Publicado em 08/01/2016 09h00 Atualizado em 11/07/2023 10h58
Personalidades Negras – Elza Soares

Elza Soares nasceu na favela de Moça Bonita, em Padre Miguel, atual Vila Vintém, em 23 de junho de 1937, na cidade do Rio de Janeiro. Filha Rosária Maria Gomes, que trabalhava como lavadeira, e Gomes Soares, que vivia como operário, teve uma infância muito humilde, marcada pela carência, no bairro de Água Santa, também no Rio de Janeiro.

Foi uma garota interrompida, já que, aos 12 anos, por decisão arbitrária de seu pai, casou-se com Lourdes Antônio Soares e, no ano seguinte, tornou-se mãe. A música e o canto, em particular, foram os elementos que garantiam alguma ludicidade a quem tão precocemente tinha sido exposta à vida adulta. Cantava tanto que, segundo ela, “parecia uma cigarra, cantava o tempo todo, ia para todo lugar cantando, incomodava as pessoas. Era chata, cantava o tempo inteiro”. 

Ainda aos 13 anos, decidiu arriscar e participar do show de calouros comandado pelo músico Ary Barroso, o maior e mais renomado programa do estilo entre as rádios do país. Naquele momento, o Brasil era apresentado à personalidade forte e autêntica e ao talento indiscutível e incomparável de Elza Soares. Perante uma figura extremamente simples, mal vestida e de rosto marcado pela pobreza, a plateia passou a rir compulsivamente e o apresentador, com certo desprezo, perguntou de que planeta ela viera, ao que foi respondido prontamente: “Do mesmo planeta seu, seu Ary. O Planeta Fome”. A partir daquele momento ninguém mais riu e Elza, cantando Lama, deixou a todos boquiabertos, inclusive, o anfitrião.

Sua carreira, entretanto, só foi iniciada alguns anos depois, antes disso trabalhou como lavadeira e como operária em uma fábrica de sabão. Com 15 anos sofreu a perda de seu segundo filho e, aos 18 anos, tornou-se viúva, após seu marido ser vitimado pela tuberculose. Desde então, as tragédias familiares fazem parte de sua vida.

Não obstante, com aproximadamente 20 anos, Elza faz seu primeiro teste como cantora, na academia do professor Joaquim Negli, sendo contratada para cantar na Orquestra de Bailes Garan e a seguir no Teatro João Caetano. Em 1958, foi à Argentina acompanhada por Mercedes Batista, para uma temporada de oito meses, cantando na peça Jou-jou frou-frou. Ao retornar, fez um teste para a Rádio Mauá, passando a se apresentar de graça no programa de Hélio Ricardo. Por intermédio do sambista Moreira da Silva foi para a Rádio Tupi e depois começou a trabalhar como crooner da boate carioca Texas, no bairro de Copacabana, onde conheceu Silvia Teles e Aloysio de Oliveira, que a convidou para gravar.

→ DADOS DA TAREFA:
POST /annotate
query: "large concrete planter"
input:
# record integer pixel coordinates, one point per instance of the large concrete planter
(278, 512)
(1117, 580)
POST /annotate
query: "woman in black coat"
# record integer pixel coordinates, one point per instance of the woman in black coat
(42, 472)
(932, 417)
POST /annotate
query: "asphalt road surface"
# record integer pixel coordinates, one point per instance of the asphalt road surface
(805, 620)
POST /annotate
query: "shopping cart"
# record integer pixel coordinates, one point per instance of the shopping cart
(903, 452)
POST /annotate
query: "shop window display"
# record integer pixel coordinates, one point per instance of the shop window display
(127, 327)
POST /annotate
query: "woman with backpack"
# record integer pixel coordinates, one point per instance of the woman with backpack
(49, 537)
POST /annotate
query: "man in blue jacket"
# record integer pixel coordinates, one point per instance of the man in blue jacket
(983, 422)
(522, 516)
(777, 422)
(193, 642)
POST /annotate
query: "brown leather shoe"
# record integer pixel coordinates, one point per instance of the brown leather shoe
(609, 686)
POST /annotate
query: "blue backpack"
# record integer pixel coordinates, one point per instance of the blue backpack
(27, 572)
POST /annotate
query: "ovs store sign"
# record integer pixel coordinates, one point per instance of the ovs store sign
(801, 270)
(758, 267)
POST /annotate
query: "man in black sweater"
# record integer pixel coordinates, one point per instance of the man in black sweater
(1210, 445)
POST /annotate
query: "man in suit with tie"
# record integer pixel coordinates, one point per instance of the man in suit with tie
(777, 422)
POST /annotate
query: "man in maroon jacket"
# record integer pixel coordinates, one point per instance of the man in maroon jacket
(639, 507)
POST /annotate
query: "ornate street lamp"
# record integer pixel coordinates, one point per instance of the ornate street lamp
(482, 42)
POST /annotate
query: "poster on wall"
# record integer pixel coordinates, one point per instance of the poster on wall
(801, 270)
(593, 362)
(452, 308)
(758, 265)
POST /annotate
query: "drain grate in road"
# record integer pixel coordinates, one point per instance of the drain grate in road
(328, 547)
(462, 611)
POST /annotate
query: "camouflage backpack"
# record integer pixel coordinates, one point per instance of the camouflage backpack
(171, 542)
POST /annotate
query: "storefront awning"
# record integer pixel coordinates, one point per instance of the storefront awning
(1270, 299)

→ EXERCÍCIOS PROPOSTOS:
• A. Segundo o texto sobre Elza Soares, em que ano ela foi à Argentina acompanhada por Mercedes Batista?
• B. Nos registros, reescreva o trecho que vai do início até a linha que contém "(1117, 580)", inclusive, trocando "concrete" por "stone" e sem alterar mais nada.
O texto e os registros vêm de fontes distintas.

→ SOLUÇÕES A SEGUIR:
• A. Em 1958.

• B.
POST /annotate
query: "large stone planter"
input:
# record integer pixel coordinates, one point per instance of the large stone planter
(278, 512)
(1117, 580)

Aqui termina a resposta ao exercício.